▸ Aim of the task
Render the data from the line containing "[outline] dry grass, per instance" through the line containing "[[[255,169],[252,1],[74,1],[4,20],[0,169]]]" as a two-column CSV with the headers input and output, one row per text and its answer. Put each in a single quoted field with line breaks turned into spaces, and leave the pictures out.

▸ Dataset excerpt
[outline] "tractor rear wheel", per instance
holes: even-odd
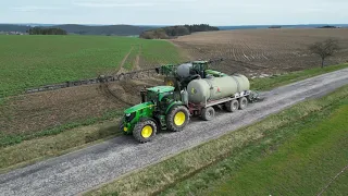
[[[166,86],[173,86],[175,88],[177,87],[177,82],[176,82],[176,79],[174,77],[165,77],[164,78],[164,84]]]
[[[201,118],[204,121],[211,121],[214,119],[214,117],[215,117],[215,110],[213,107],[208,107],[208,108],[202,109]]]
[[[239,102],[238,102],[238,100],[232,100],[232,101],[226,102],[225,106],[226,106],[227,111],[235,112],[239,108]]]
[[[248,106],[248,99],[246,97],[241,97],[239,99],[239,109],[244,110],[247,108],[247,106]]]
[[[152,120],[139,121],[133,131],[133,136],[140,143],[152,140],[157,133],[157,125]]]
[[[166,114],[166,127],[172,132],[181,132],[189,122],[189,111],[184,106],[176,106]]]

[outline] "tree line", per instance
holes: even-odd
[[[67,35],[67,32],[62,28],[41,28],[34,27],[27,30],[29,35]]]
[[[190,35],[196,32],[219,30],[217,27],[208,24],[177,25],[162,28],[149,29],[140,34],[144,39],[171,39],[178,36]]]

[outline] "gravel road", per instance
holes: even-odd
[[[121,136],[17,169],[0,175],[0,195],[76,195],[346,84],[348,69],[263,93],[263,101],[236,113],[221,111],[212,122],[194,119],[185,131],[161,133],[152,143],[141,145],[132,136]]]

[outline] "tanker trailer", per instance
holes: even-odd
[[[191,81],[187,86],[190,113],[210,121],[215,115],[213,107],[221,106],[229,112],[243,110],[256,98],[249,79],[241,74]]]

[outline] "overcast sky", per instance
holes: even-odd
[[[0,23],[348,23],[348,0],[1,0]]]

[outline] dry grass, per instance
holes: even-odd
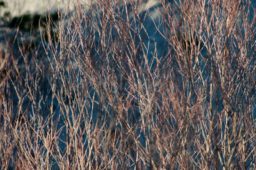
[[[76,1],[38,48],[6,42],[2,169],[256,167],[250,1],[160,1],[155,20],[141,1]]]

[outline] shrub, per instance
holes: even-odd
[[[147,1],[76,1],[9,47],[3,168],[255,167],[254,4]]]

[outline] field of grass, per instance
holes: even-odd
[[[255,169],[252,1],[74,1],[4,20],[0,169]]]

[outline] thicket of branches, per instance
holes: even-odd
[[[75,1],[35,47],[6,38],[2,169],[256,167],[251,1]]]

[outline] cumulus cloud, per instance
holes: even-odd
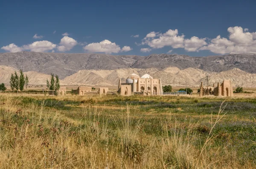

==

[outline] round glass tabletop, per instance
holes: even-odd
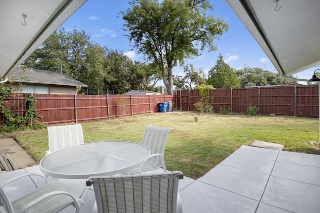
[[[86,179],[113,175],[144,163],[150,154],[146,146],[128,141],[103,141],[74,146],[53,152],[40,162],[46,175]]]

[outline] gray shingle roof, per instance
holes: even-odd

▸ Exercise response
input,output
"[outline] dry grass, per instance holes: even-odd","[[[76,1],[38,48],[6,42],[2,169],[256,167],[250,1],[160,1],[155,20],[141,1]]]"
"[outline] shrub, per instance holes: even-odd","[[[147,1],[76,1],[9,47],[3,168],[255,167],[254,4]]]"
"[outline] field of grass, per instance holes: even-odd","[[[255,169],[252,1],[74,1],[4,20],[0,169]]]"